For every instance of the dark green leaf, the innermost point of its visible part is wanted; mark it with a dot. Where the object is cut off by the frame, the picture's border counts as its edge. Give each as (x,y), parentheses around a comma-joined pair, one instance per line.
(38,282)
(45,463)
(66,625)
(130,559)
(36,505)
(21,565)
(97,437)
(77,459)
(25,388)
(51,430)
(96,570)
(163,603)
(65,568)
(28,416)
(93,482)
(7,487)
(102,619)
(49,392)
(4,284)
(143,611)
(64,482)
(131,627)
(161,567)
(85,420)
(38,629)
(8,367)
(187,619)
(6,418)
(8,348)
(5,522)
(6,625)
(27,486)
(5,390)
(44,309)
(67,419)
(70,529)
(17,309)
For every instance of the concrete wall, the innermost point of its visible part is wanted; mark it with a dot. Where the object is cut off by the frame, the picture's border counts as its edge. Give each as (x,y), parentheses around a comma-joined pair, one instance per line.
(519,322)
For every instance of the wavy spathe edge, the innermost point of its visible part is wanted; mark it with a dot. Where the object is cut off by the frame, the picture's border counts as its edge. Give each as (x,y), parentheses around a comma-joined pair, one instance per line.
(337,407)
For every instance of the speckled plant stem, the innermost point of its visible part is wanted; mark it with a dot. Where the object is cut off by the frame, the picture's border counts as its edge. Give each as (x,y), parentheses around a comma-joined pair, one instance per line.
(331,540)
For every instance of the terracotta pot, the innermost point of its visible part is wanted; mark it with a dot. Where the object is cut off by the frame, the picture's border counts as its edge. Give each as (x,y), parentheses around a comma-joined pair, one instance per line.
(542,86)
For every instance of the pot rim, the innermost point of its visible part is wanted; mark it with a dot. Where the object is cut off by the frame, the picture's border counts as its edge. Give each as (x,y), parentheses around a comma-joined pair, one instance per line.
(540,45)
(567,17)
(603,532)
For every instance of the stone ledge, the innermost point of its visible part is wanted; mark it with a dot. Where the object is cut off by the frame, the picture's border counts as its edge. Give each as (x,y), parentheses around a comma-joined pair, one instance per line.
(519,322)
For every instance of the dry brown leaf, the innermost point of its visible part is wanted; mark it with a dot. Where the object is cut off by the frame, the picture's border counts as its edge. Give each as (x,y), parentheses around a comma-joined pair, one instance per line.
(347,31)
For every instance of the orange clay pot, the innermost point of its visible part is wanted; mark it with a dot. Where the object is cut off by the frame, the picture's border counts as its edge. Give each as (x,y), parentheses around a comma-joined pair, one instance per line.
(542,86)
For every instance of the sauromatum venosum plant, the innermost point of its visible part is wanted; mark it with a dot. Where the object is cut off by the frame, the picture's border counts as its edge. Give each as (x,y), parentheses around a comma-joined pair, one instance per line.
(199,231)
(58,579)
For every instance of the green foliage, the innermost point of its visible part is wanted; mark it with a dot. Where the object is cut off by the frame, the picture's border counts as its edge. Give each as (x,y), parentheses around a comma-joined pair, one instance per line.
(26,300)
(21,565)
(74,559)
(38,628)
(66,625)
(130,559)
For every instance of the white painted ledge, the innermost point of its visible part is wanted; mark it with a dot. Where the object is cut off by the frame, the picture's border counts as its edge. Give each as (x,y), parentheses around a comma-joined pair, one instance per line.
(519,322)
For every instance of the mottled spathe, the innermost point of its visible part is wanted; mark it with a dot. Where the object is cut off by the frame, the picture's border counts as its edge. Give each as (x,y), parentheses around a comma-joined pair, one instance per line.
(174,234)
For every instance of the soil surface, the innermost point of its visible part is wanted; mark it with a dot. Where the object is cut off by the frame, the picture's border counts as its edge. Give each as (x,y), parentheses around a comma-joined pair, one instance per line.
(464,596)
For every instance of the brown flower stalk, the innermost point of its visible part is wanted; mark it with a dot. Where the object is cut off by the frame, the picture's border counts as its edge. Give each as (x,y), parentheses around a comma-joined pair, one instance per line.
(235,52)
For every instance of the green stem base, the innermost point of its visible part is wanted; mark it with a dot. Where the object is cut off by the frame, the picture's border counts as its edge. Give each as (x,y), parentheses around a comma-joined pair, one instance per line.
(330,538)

****************************************

To do – Give the data above as a Markdown table with the columns Row and Line text, one row per line and no rows for blank lines. Begin at the line that contains "For every instance of the brown" and stop after the last line of the data.

Solution to this problem –
| Row | Line text |
|---|---|
| 1 | For every instance of the brown flower stalk, the innermost point of its visible part is wanted; mark it with a dot. Where the object is cut off by the frame, the picture's border counts as its edge. Give each as (x,y), parentheses around a comma-joined pair, one instance per line. |
| 2 | (235,52) |
| 3 | For every instance of the green stem base, the innermost point of its visible part is wanted; mark it with a dot. Where the object is cut off by the frame, the picture's border counts as its edge. Give each as (x,y), parentheses around a comma-joined pair, one instance per line. |
| 4 | (330,538) |